*Kutipan Pilihan*.
Dengan senang hati kita pindah dan gue pas di depan dia. Tangan gue basah
banget saking banyaknya keringat. Jantung gue berdegup kencang. This is the moment that every Cumberbitches
would die for.
Interview dibuka dengan
reporter Malaysia nanyain apa Ben udah jadi makan dimsum yang dijawab Ben
dengan memorinya soal dimsum dan Hong Kong (yang kemudian menginspirasi cerpenini). Pertanyaan kedua dari reporter Filipina. Gue bertekad, abis ini harus
gue. Untung gue diberkahi suara cempreng, kenceng, dan nyebelin, jadi ketika
gue nyebut nama dia, ‘Benedict’ dia langsung lihat ke gue dan reporter lain
suaranya kalah kenceng, nyehehehe.
Satu
menit yang berarti karena tatapan Ben hanya tertuju ke gue. Satu menit yang
enggak bakal gue lupakan. Sambil ngomong, gue terpukau oleh matanya yang bagus
banget, juga hidungnya yang tinggi banget. Dia tipikal pendengar yang baik
karena siapapun yang nanya, ditatap sama dia sambil mengangguk-angguk. Bikin lo
serasa dihargai. Duh, humble banget
sih Bang.
Dan,
ya, dia emang suka ngomong sehingga pertanyaan satu menit bisa dapat jawaban
lebih dari lima menit dengan cerita ke mana-mana dan kadang melenceng ke
mana-mana. Tapi itu bukan masalah (baru jadi masalah ketika bikin transkripnya
buat tulisan. Ngomong panjang dan cepat, juga medok British).
Gue
nanya, “Doctor Strange is about second
chance, when you lost everything that you have. What if in real life you lost
everything, maybe career, health, anything. What would you do?”
Di
tengah menjawab, Ben bilang, “Actually it’s
a cruel question, but it’s fun eventought I never think about that. It’s a
great question I think.”
Demi
Eru, Elbereth, bahkan Melkor sekalian, gue rasanya pengin melayang. Tadi Tilda,
sekarang Benedict (Tilda cuma muji gue, Scott muji pertanyaan Jawa Pos, Ben
muji gue dan si Malaysia. Boleh bangga dong ya #braggingngehe). Gue emang
sengaja ngajuin pertanyaan rada-rada. Ini round
table, ngajuin pertanyaan standar toh pasti ada yang bakal nanya dan info
soal film ini gampang ditemuin di mana-mana. We need something special yang bikin stand out dan nyentuh si narasumber. Buktinya, Bang Ben bilang gue
kejam padahal sebenarnya dia yang kejam. Satu tatapan matanya aja membunuh
banyak hati Cumberbitches.

*Data yang Diberikan*.

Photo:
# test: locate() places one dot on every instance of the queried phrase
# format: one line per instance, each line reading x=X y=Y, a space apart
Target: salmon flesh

*Tugas*.
Tulis ulang bagian kutipan tentang wawancara dengan Benedict, mulai dari "Interview dibuka dengan" dan terus sampai "kalah kenceng, nyehehehe.", tanpa mengubah satu huruf pun.

*Hasil Latihan*.
Interview dibuka dengan
reporter Malaysia nanyain apa Ben udah jadi makan dimsum yang dijawab Ben
dengan memorinya soal dimsum dan Hong Kong (yang kemudian menginspirasi cerpenini). Pertanyaan kedua dari reporter Filipina. Gue bertekad, abis ini harus
gue. Untung gue diberkahi suara cempreng, kenceng, dan nyebelin, jadi ketika
gue nyebut nama dia, ‘Benedict’ dia langsung lihat ke gue dan reporter lain
suaranya kalah kenceng, nyehehehe.